» Excerpt:

-- begin --

My database architect pulled me into a meeting room and drew a simple analogy: "Maya, imagine trying to find a specific book in a library where all the books are randomly scattered on the floor. That's what your database is doing right now. Indexes are like the card catalog system - they tell you exactly where to find what you're looking for."
That afternoon, we added a few strategic indexes and rewrote some queries. The same analytics query dropped from 45 seconds to 80 milliseconds. Since then, I've been obsessed with understanding how databases think and how to make them fly.
The Full Table Scan Horror Story
Here's what our original, poorly performing query looked like:
-- The nightmare query that brought our system to its knees
SELECT
u.username,
u.email,
COUNT(e.event_id) as event_count,
AVG(e.session_duration) as avg_session_duration,
MAX(e.created_at) as last_activity
FROM users u
LEFT JOIN user_events e ON u.user_id = e.user_id
WHERE e.created_at >= '2024-01-01'
AND e.created_at < '2024-02-01'
AND e.event_type IN ('page_view', 'click', 'purchase')
AND u.status = 'active'
AND u.subscription_tier IN ('premium', 'enterprise')
GROUP BY u.user_id, u.username, u.email
HAVING COUNT(e.event_id) > 10
ORDER BY event_count DESC
LIMIT 100;
-- Execution plan revealed the horror:
-- 1. Full table scan on users (2M rows)
-- 2. Full table scan on user_events (50M rows)
-- 3. Nested loop join (100 billion comparisons!)
-- 4. No index on created_at, event_type, status, or subscription_tier
-- Total execution time: 45+ seconds
Let me show you the schema and data we were working with:
-- Our original table structure (before optimization)
CREATE TABLE users (
user_id BIGINT PRIMARY KEY,
username VARCHAR(50) NOT NULL,
email VARCHAR(255) NOT NULL,
status VARCHAR(20) NOT NULL,
subscription_tier VARCHAR(20) NOT NULL,
created_at TIMESTAMP NOT NULL,
updated_at TIMESTAMP NOT NULL
);
CREATE TABLE user_events (
event_id BIGINT PRIMARY KEY,
user_id BIGINT NOT NULL,
event_type VARCHAR(50) NOT NULL,
session_duration INTEGER,
created_at TIMESTAMP NOT NULL,
metadata JSONB
);
-- Sample data to understand the scale
INSERT INTO users (user_id, username, email, status, subscription_tier, created_at, updated_at)

-- end --

» Set problem 1:
Pick out every line in the entries below that contains the string "cloud", and copy those lines; case counts.
The excerpt and the entries have no connection to each other.

» Records to use:
-- begin --

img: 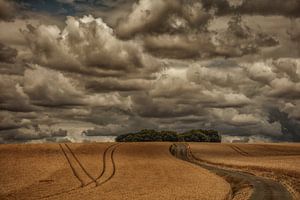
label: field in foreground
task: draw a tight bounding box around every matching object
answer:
[0,143,230,200]
[190,143,300,199]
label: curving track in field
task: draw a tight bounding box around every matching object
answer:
[40,143,121,199]
[170,143,292,200]
[229,145,251,156]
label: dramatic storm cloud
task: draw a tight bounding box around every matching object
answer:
[0,0,300,143]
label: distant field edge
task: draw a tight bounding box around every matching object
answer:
[169,143,293,200]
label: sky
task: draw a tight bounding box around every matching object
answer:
[0,0,300,143]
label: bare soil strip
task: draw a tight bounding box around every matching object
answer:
[97,144,120,186]
[59,144,84,187]
[96,144,120,184]
[39,144,120,199]
[65,144,97,184]
[229,145,250,156]
[170,143,292,200]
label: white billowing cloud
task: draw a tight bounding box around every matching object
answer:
[23,15,153,74]
[246,62,276,84]
[24,66,84,105]
[23,65,130,108]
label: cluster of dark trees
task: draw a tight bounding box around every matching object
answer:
[116,129,221,142]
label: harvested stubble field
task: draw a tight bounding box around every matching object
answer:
[190,143,300,199]
[0,143,230,200]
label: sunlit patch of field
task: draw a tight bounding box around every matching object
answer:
[190,143,300,198]
[0,143,230,200]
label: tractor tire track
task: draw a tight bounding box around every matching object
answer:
[65,144,97,186]
[229,145,251,156]
[170,144,292,200]
[39,144,121,199]
[96,144,121,186]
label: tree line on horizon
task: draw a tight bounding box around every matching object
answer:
[115,129,222,142]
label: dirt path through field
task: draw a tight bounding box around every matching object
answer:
[170,144,292,200]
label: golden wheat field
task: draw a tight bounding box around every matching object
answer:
[0,143,230,200]
[190,143,300,199]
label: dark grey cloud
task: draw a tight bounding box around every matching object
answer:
[201,0,300,17]
[0,0,16,21]
[0,0,300,143]
[0,43,18,63]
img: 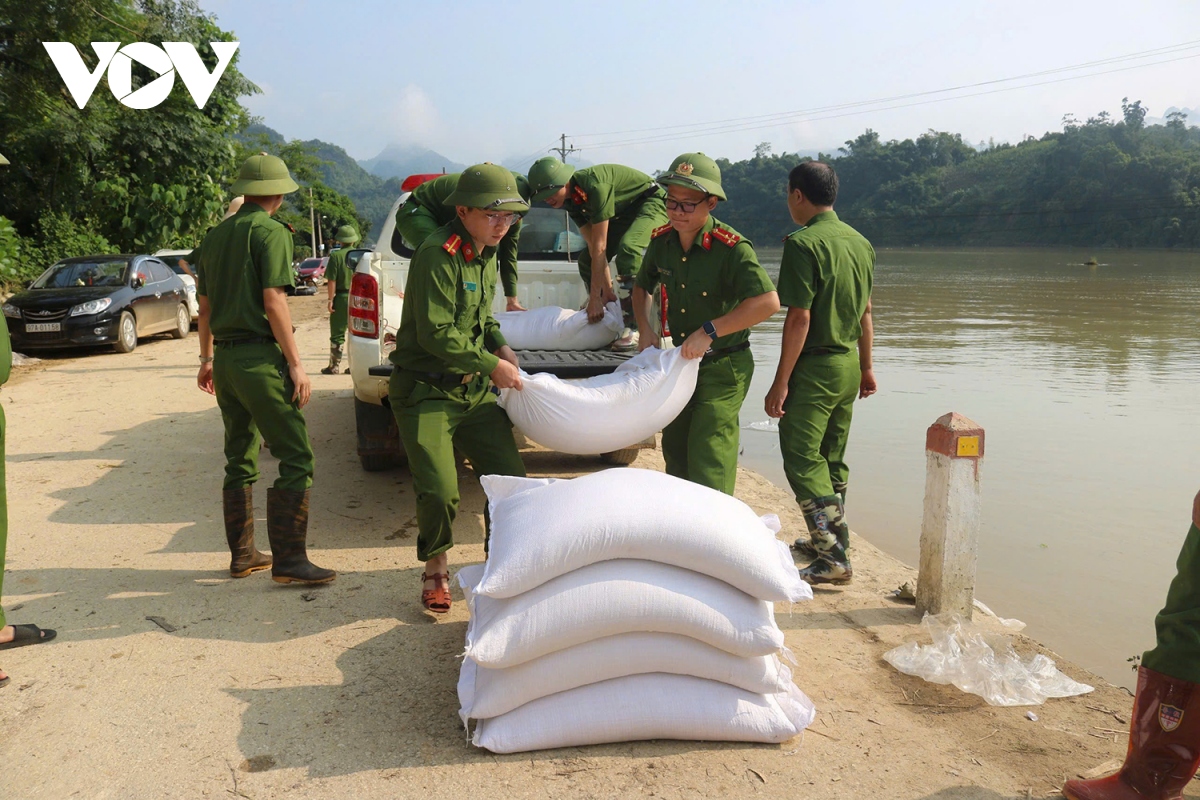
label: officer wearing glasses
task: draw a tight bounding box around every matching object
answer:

-- end --

» Set problem 2:
Condense the paragraph of the excerpt that begins "That afternoon, we added" into a shorter version that keeps its main facts.

» Written solution 1:
label: dramatic storm cloud
label: white billowing cloud
label: dark grey cloud

» Written solution 2:
That afternoon, a few strategic indexes and some rewritten queries cut the analytics query from 45 seconds to 80 milliseconds, sparking a lasting obsession with how databases think and how to make them fast.